A idade de Ameer era a mais perigosa para ficar por ali, pelo menos se ele não quisesse acabar de arma na mão, obrigado a escolher lados e a entrar numa guerra sem sentido. E foi então que os pais lhe sugeriram que deixasse a Síria – e os deixasse a eles. A mãe, arquitecta, o pai, médico, ficaram; os filhos foram à procura de vida para outros lugares. A primeira etapa, o Líbano, dificilmente poderia ter corrido pior. “O Líbano é duro”, diz Ameer, antes de contar como arranjou trabalho na cafetaria de uma universidade. “Durou três dias. Depois, ‘sabes, tu és sírio, és palestiniano’”.

·····

## Tarefa
Responda, com base no excerto sobre Ameer, às perguntas seguintes:
1. Quem sugeriu a Ameer que deixasse a Síria?
2. Qual era a profissão da mãe e qual era a do pai?
3. Quanto tempo durou o trabalho que Ameer arranjou no Líbano?

## Dados fornecidos
·····

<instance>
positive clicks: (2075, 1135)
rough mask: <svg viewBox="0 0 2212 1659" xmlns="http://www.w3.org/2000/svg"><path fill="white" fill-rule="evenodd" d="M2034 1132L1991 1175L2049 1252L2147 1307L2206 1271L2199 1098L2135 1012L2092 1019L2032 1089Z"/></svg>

·····

## Resolução
1. Os pais.
2. A mãe era arquitecta e o pai era médico.
3. Três dias.